Would you repeat the lines below, substituting "write down the position of each" for "record the location of each" and keeping everything else the same? Leave out the pictures.

* begin Data provided *

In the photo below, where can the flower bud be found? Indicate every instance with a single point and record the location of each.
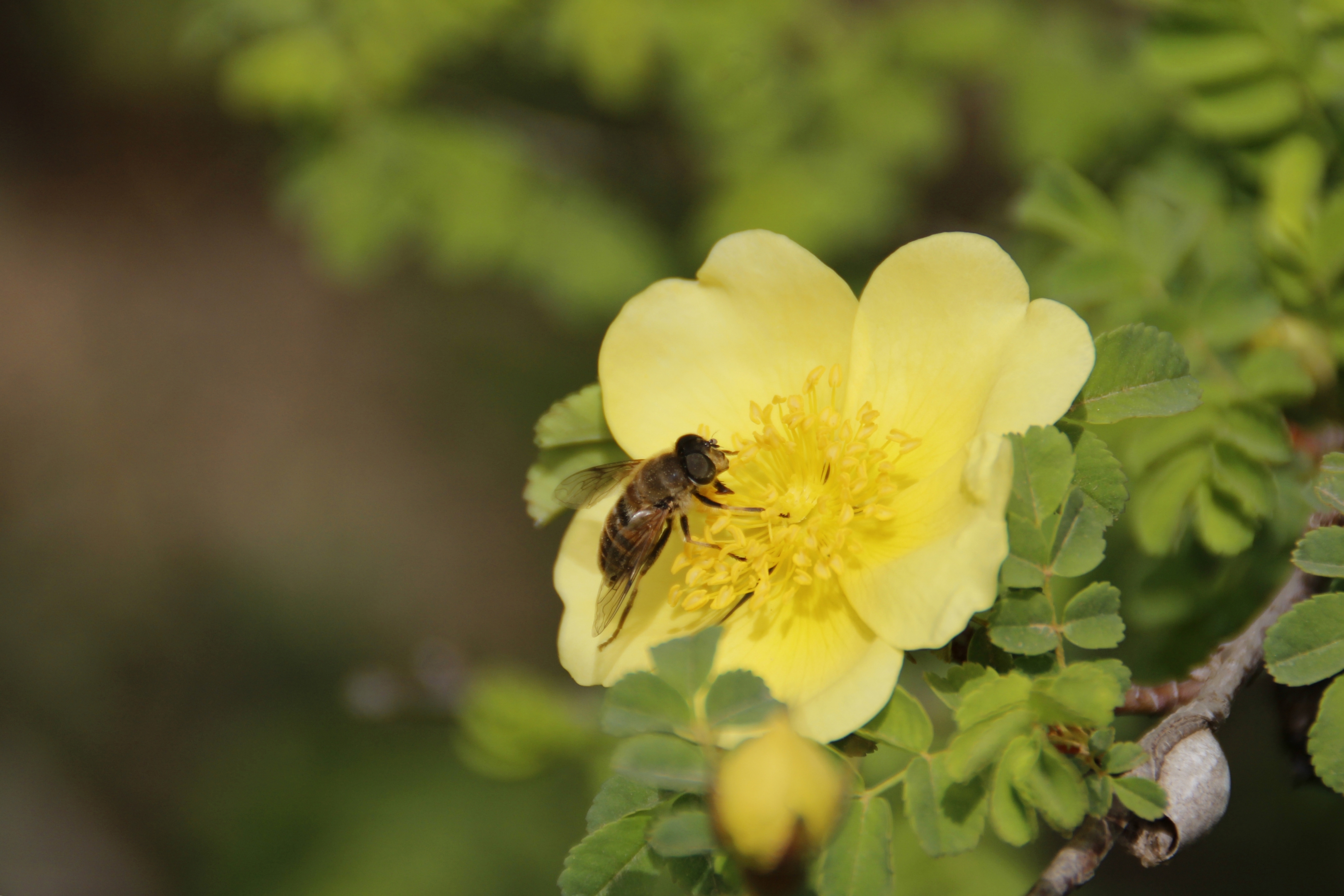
(1198, 784)
(777, 799)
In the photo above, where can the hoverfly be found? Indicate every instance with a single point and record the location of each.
(640, 523)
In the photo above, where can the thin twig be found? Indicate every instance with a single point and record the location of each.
(1227, 672)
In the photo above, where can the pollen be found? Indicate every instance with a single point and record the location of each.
(827, 484)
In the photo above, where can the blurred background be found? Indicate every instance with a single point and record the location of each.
(284, 285)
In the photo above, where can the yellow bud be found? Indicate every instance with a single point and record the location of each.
(777, 797)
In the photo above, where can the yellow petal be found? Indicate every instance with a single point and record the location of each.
(818, 656)
(762, 314)
(944, 566)
(948, 346)
(815, 655)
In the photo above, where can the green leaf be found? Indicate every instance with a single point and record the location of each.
(576, 419)
(1248, 112)
(1326, 739)
(1100, 475)
(1080, 541)
(1143, 797)
(684, 833)
(619, 799)
(1329, 481)
(1064, 203)
(1197, 60)
(1124, 757)
(1013, 820)
(1043, 465)
(959, 682)
(1092, 617)
(1025, 624)
(643, 703)
(553, 467)
(738, 698)
(612, 855)
(1307, 644)
(1245, 480)
(686, 663)
(1158, 511)
(981, 745)
(1100, 794)
(662, 761)
(1140, 371)
(1322, 553)
(945, 816)
(989, 699)
(902, 723)
(1220, 524)
(1273, 373)
(858, 862)
(1082, 694)
(1053, 785)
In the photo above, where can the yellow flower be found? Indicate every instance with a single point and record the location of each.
(774, 796)
(870, 430)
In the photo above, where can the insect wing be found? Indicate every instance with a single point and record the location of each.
(647, 545)
(588, 487)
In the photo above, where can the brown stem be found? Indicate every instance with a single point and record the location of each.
(1227, 671)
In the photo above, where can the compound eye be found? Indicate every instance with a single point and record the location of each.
(699, 468)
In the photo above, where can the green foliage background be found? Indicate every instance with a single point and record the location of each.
(1172, 163)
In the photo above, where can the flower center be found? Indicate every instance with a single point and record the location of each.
(825, 484)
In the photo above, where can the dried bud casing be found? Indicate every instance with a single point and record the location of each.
(777, 799)
(1198, 784)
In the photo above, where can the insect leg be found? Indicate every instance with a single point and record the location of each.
(723, 507)
(686, 534)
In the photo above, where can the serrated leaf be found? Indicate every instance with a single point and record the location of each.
(959, 683)
(981, 745)
(1140, 371)
(1248, 112)
(1159, 508)
(1013, 820)
(1092, 617)
(1143, 797)
(684, 833)
(1124, 757)
(1064, 203)
(1100, 794)
(1329, 481)
(1245, 480)
(608, 857)
(1220, 524)
(1080, 541)
(1326, 739)
(989, 699)
(1322, 553)
(1054, 786)
(550, 469)
(1100, 475)
(902, 723)
(617, 799)
(1025, 624)
(1043, 465)
(686, 663)
(1307, 644)
(858, 862)
(738, 698)
(945, 816)
(576, 419)
(1081, 694)
(1118, 671)
(643, 703)
(662, 761)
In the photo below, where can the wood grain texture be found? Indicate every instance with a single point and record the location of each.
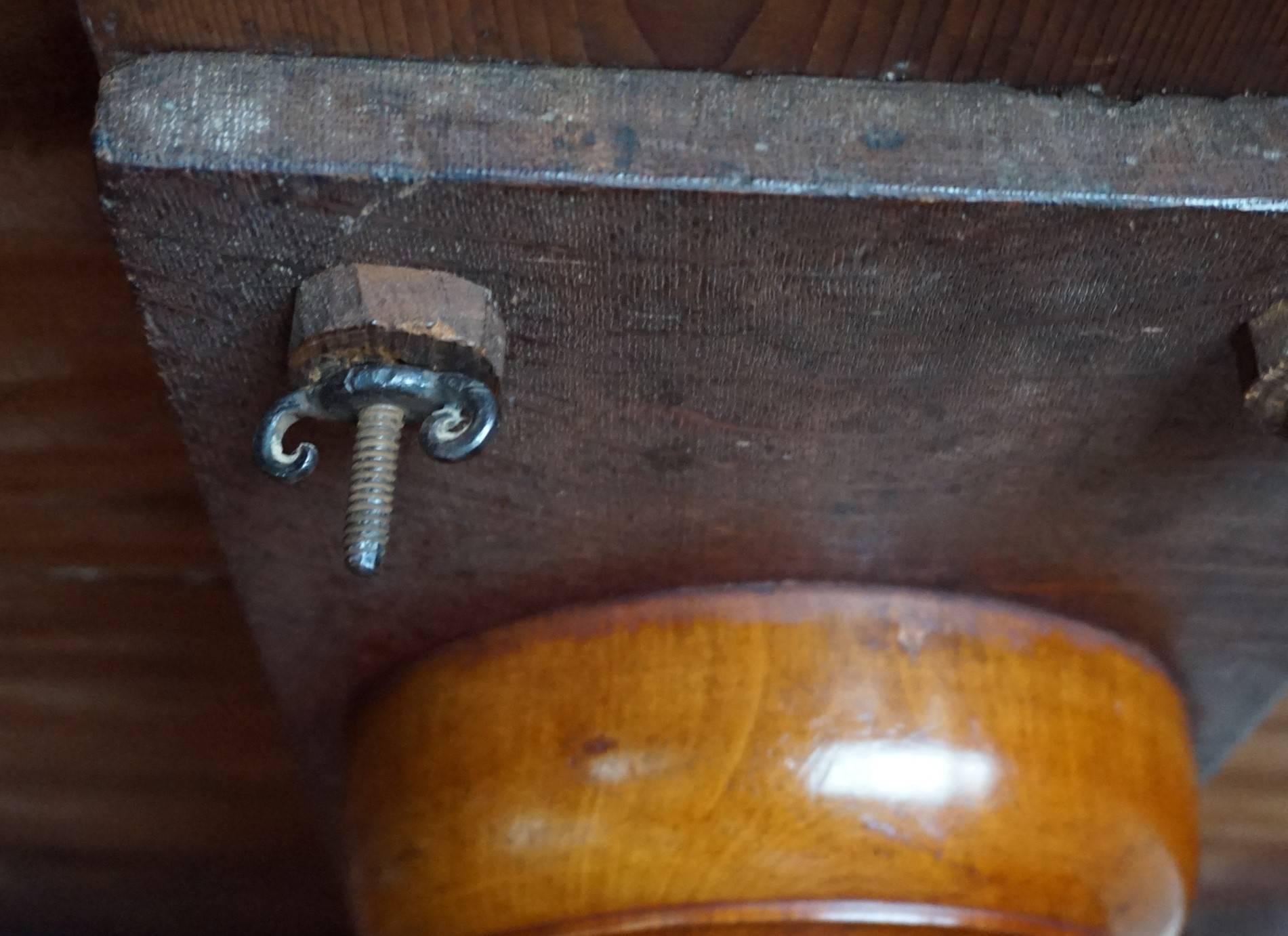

* end Data provided *

> Exercise answer
In the photo below, where can the flower bud be found? Indicate every instance with a single point and write down the position of each.
(1198, 784)
(777, 799)
In the photo above, where can the hoverfly be found? Indicate every instance with a single point and write down the position of each.
(640, 523)
In the photo above, where can the thin twig be found? Indicate every instance with a single point and write down the position of each.
(1227, 672)
In the photo above, where can the pollen be found? Indicate every instance with a single point and write down the position of each.
(827, 484)
In the photo above, where can the blurred background be found? Indicate every instance with a single point and write down the position of each.
(284, 285)
In the photo above, where can the yellow bud be found? Indicate every instance with a single point and write down the position of each.
(777, 797)
In the photo above, where can the yellow petal be found? Indicate every instance with a single point and write down the position of each.
(818, 656)
(762, 314)
(944, 566)
(948, 346)
(815, 655)
In the photo above, where can the green leaf be found? Indicate every instance with a single point and write down the position of each.
(576, 419)
(1248, 112)
(1326, 739)
(1100, 475)
(1080, 541)
(1143, 797)
(684, 833)
(619, 799)
(1329, 481)
(1064, 203)
(1197, 60)
(1124, 757)
(1013, 820)
(1043, 465)
(959, 682)
(1092, 617)
(1025, 624)
(643, 703)
(553, 467)
(738, 698)
(612, 855)
(1307, 644)
(1245, 480)
(686, 663)
(1158, 511)
(981, 745)
(1100, 794)
(662, 761)
(1140, 371)
(1322, 553)
(945, 816)
(989, 699)
(902, 723)
(1220, 524)
(1273, 373)
(858, 862)
(1082, 694)
(1053, 785)
In the photo above, where can the yellow flower be found? Indicate every instance with a single point and write down the position of each.
(774, 796)
(870, 430)
In the photo above, where can the insect wing be found? Indicate every instance with a single point and write down the position of each.
(647, 545)
(588, 487)
In the photo above, where can the brown stem be found? Indicate every instance with a single point and write down the position of each.
(1227, 671)
In the photo above, where can the compound eye be found? Indicate every instance with a single point and write down the position of each.
(699, 468)
In the photo above, where can the green foliage background be found? Indicate every instance with a single point and write down the position of each.
(1172, 163)
In the photo above, where can the flower center be found? Indicate every instance with a single point and write down the position of each.
(825, 484)
In the photo above, where can the dried bud casing be found? Indicate every instance with a single point and write down the position of each.
(777, 799)
(1198, 784)
In the photo above, where can the insect leg be found? Indicate every instance with a single point and write down the position of each.
(723, 507)
(686, 534)
In the photo above, where can the serrated leaf be found? Indicate every instance with a single point and write down the position of each.
(959, 683)
(981, 745)
(1140, 371)
(1248, 112)
(1159, 508)
(1013, 820)
(1092, 617)
(1143, 797)
(684, 833)
(1124, 757)
(1064, 203)
(1100, 794)
(1329, 481)
(1245, 480)
(608, 857)
(1220, 524)
(1080, 541)
(1326, 739)
(989, 699)
(1322, 553)
(1054, 786)
(550, 469)
(1100, 475)
(902, 723)
(617, 799)
(1025, 624)
(1043, 465)
(686, 663)
(1307, 644)
(858, 862)
(738, 698)
(945, 816)
(576, 419)
(1081, 694)
(1118, 671)
(643, 703)
(662, 761)
In the photo below, where can the wood grain texture be found? Indicate every instance with a single point and write down the position of each.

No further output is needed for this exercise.